Input:
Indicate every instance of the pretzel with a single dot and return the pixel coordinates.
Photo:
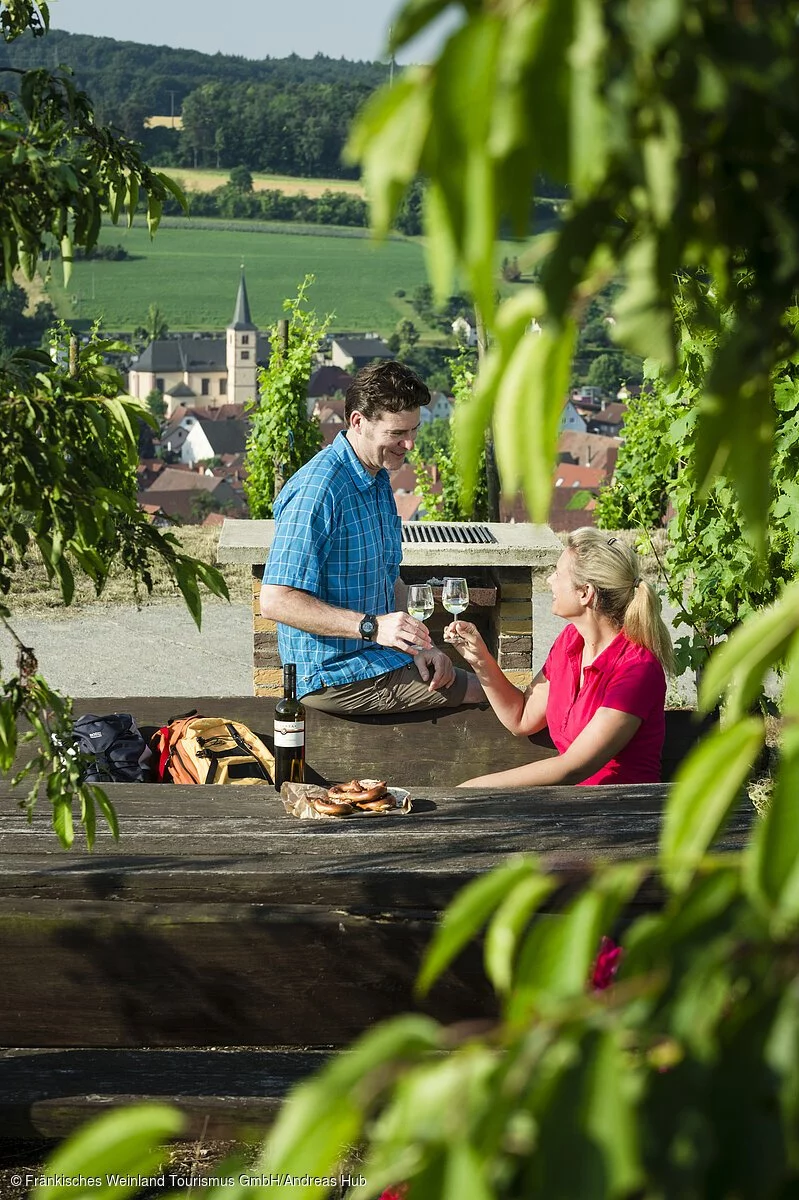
(380, 804)
(330, 808)
(355, 792)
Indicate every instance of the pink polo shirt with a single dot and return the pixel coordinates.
(624, 676)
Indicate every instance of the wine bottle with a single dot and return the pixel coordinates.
(289, 732)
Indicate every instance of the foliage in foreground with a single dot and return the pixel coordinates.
(673, 124)
(680, 1081)
(67, 483)
(282, 437)
(713, 573)
(67, 490)
(451, 504)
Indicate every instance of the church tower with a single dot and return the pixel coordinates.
(241, 351)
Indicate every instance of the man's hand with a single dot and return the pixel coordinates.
(467, 641)
(401, 631)
(439, 665)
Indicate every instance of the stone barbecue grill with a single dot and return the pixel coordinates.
(503, 564)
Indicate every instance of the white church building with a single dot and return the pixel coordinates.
(204, 372)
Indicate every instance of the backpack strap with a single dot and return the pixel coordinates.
(162, 749)
(240, 742)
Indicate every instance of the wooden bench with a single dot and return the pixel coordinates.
(218, 923)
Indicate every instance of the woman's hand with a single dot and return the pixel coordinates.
(467, 641)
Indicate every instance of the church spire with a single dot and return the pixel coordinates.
(241, 318)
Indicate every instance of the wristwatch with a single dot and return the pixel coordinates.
(368, 627)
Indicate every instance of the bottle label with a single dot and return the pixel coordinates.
(289, 733)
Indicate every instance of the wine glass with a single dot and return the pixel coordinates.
(455, 597)
(420, 600)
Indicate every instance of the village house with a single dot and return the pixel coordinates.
(203, 372)
(464, 331)
(610, 421)
(358, 351)
(184, 495)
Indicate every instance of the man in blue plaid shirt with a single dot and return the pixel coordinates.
(332, 576)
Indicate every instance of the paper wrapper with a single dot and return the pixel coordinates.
(296, 803)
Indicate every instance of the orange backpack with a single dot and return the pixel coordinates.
(210, 750)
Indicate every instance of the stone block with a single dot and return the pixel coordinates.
(268, 682)
(266, 658)
(515, 663)
(516, 609)
(515, 643)
(514, 582)
(514, 627)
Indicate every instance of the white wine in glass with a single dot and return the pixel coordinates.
(420, 600)
(455, 595)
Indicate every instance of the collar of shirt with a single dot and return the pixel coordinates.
(604, 663)
(361, 477)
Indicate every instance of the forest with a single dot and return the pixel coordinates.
(289, 115)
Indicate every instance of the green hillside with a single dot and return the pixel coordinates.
(192, 275)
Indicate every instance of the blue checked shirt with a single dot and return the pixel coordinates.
(337, 535)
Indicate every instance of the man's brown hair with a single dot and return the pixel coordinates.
(384, 388)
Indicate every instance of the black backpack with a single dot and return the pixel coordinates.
(113, 749)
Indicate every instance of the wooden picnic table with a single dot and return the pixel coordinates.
(218, 922)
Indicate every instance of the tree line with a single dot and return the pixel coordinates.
(130, 81)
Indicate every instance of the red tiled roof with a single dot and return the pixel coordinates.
(568, 477)
(408, 505)
(590, 449)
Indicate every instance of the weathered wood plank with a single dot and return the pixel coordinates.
(103, 973)
(413, 749)
(47, 1093)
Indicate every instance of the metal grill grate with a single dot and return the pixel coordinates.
(436, 533)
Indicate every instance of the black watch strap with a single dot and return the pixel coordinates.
(368, 627)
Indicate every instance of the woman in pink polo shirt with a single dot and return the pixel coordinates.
(602, 689)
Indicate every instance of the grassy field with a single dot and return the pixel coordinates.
(204, 180)
(32, 594)
(192, 274)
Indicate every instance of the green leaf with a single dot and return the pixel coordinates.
(734, 431)
(643, 317)
(388, 137)
(61, 817)
(186, 581)
(611, 1119)
(440, 251)
(660, 153)
(66, 258)
(508, 925)
(467, 915)
(464, 1174)
(528, 413)
(706, 787)
(323, 1117)
(742, 663)
(107, 810)
(174, 189)
(773, 869)
(126, 1143)
(588, 117)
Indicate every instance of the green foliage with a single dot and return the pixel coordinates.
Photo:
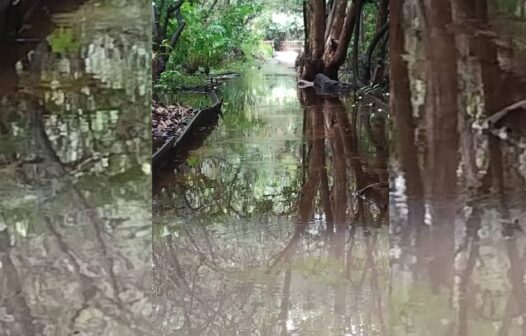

Required action:
Go back to the records above and write them out exactly, without the pictures.

Expected output:
Indicate every instance of the pretzel with a single dot and return the pixel coordinates.
Photo:
(380, 804)
(330, 808)
(355, 792)
Indicate every instance of the pink polo shirt with a single dot and return the pixel coordinates.
(624, 676)
Indicate every instance of the wine bottle with a single dot and return the pixel coordinates.
(289, 732)
Indicate every instance of the foliage in foreground with a single dot and return the pixel coordinates.
(673, 124)
(680, 1081)
(67, 483)
(282, 437)
(713, 573)
(67, 490)
(451, 504)
Indicate every instance of the church tower with a single dot and return the pixel coordinates.
(241, 351)
Indicate every instance of the man's hand with a single dot and return the pixel coordinates.
(467, 641)
(401, 631)
(439, 665)
Indicate every instance of the stone barbecue grill with a single dot and return the pixel coordinates.
(503, 564)
Indicate every instance of the white church building with a single dot and return the pixel coordinates.
(204, 372)
Indicate every instance of the backpack strap with a single dot and return the pixel coordinates.
(162, 749)
(240, 742)
Indicate every instance of the wooden bench with a single dot and return the pixel coordinates.
(218, 923)
Indicate every instance of the woman's hand with a single dot and return the pixel coordinates.
(467, 641)
Indicate every instance of the church spire with a single dot and return the pixel coordinates.
(241, 318)
Indicate every instance of the wristwatch with a single dot and return the pixel coordinates.
(368, 627)
Indicate every instance of the bottle label with a single dot and return the pixel coordinates.
(289, 733)
Indicate every instance of the wine glass with a single dot and return the pixel coordinates.
(455, 597)
(420, 600)
Indicate every instance of the village house with a single dot and return the pixel coordinates.
(203, 372)
(464, 331)
(610, 421)
(358, 351)
(184, 495)
Indicate every instance of the man in blue plaid shirt with a single dot and return the pixel coordinates.
(332, 576)
Indicate every instance of the paper wrapper with a single dot and return the pixel coordinates.
(296, 803)
Indicate every instance of the orange backpack with a single dot and return the pixel coordinates.
(210, 750)
Indicate every instance of the stone block with a single dot and return the pixel coordinates.
(268, 682)
(266, 658)
(515, 663)
(516, 609)
(515, 643)
(514, 582)
(514, 627)
Indicate every instance of the white wine in glass with a single dot and return the pixel coordinates.
(420, 600)
(455, 595)
Indicate every instance of the collar of shirt with a single dot and return the pixel coordinates.
(604, 663)
(361, 477)
Indicate every instance of the forest with a single dot and return the pixel coordinates.
(289, 115)
Indicate every instance of the green hillside with a single dot and return the pixel coordinates.
(192, 275)
Indicate every instance of the blue checked shirt with a single dot and return the pixel coordinates.
(337, 535)
Indicate every instance of the man's brown hair with a single dot and return the pixel coordinates.
(384, 388)
Indicate every instance of the black backpack with a single dot and return the pixel coordinates.
(113, 749)
Indicate every instance of the wooden picnic table with a single dot and return the pixel coordinates.
(218, 922)
Indicate every instance of the tree line with a single dot and return the pixel coordinates.
(130, 81)
Indicate every instance of the red tiled roof with a single dot and return the pixel coordinates.
(568, 477)
(408, 505)
(590, 449)
Indicate every instance of the weathered wood plank with a single dot and return the pixel coordinates.
(103, 973)
(413, 749)
(47, 1093)
Indicate every instance of the metal grill grate with a single dot and return the pixel coordinates.
(436, 533)
Indicate every instance of the black watch strap with a single dot and return the pixel coordinates.
(368, 627)
Indicate every instance of the woman in pink polo shirt with a single dot and return the pixel coordinates.
(602, 689)
Indicate every instance of the grassy field with a single dot and return the pixel coordinates.
(204, 180)
(32, 594)
(192, 274)
Indicate every instance of the green leaf with a single dot and return the pixel coordinates.
(734, 431)
(643, 317)
(388, 137)
(61, 817)
(186, 581)
(611, 1119)
(440, 251)
(660, 153)
(66, 258)
(508, 925)
(467, 915)
(464, 1174)
(528, 413)
(706, 787)
(323, 1117)
(742, 663)
(107, 810)
(174, 189)
(773, 869)
(126, 1143)
(588, 117)
Indicate every instance of the green foliage with a single dot and return the pixel coordinates.
Photo:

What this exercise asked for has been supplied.